> Your goal
The records that follow should be retyped word for word.

(Records)

— START —

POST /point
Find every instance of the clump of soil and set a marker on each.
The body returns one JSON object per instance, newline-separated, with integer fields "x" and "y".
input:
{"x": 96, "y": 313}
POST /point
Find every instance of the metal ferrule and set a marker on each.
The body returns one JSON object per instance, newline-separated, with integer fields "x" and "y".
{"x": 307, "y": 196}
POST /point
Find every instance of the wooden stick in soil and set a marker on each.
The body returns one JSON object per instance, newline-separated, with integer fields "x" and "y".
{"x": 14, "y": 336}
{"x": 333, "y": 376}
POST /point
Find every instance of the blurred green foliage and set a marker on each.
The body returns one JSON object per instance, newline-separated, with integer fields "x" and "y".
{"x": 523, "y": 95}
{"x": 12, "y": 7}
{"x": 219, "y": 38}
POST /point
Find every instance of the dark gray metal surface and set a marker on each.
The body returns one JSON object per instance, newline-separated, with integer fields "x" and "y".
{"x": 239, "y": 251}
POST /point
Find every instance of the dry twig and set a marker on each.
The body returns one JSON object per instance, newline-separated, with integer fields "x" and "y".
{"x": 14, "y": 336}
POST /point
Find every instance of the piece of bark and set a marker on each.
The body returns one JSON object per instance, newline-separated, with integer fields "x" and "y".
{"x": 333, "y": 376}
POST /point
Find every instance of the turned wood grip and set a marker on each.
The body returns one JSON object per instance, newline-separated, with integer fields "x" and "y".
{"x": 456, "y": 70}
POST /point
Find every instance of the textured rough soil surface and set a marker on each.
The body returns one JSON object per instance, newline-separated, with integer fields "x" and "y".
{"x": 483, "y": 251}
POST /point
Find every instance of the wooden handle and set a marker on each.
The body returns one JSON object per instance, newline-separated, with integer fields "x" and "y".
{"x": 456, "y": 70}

— END —

> Expected output
POST /point
Find every instance of the clump of soil and set a marker on each.
The body returns one JSON object per instance, newline-separated, with integer fields "x" and "y".
input:
{"x": 96, "y": 313}
POST /point
Find every instance of the metal ferrule and set a marker on each.
The body returns one JSON object per instance, newline-separated, with integer fields "x" and "y".
{"x": 307, "y": 196}
POST /point
Find every instance of the wooden stick in soil and set a marker on each.
The body returns one JSON object per instance, newline-separated, with integer fields "x" and "y".
{"x": 14, "y": 336}
{"x": 333, "y": 376}
POST /point
Find every instance of the blurred green foliage and set a marker on each.
The body returns one JSON object per instance, newline-separated, with integer fields "x" and "y".
{"x": 523, "y": 95}
{"x": 12, "y": 7}
{"x": 219, "y": 38}
POST /point
Find every instance of the dark gray metal surface and set a marker on each.
The body returns one JSON object per instance, newline-separated, with integer fields "x" and "y".
{"x": 239, "y": 251}
POST /point
Find every instance of the dry twig and set a marker on each.
The body returns one JSON object per instance, newline-separated, with integer fields "x" and "y".
{"x": 14, "y": 336}
POST /point
Find every instance of the piece of bark and set a marker on each.
The body returns one JSON object per instance, newline-separated, with integer fields "x" and "y".
{"x": 333, "y": 376}
POST /point
Find every instance of the turned wood grip and set a marker on each.
The body returns one JSON object per instance, newline-separated, with integer fields "x" and "y".
{"x": 456, "y": 70}
POST /point
Find every instance of the textured rough soil surface and set a marker on each.
The body returns one JSON object per instance, newline-separated, with integer fields "x" and "y".
{"x": 483, "y": 251}
POST /point
Find every instance of the wooden handle and set a marker on each.
The body returns one JSON object per instance, newline-separated, with integer fields "x" and "y".
{"x": 456, "y": 70}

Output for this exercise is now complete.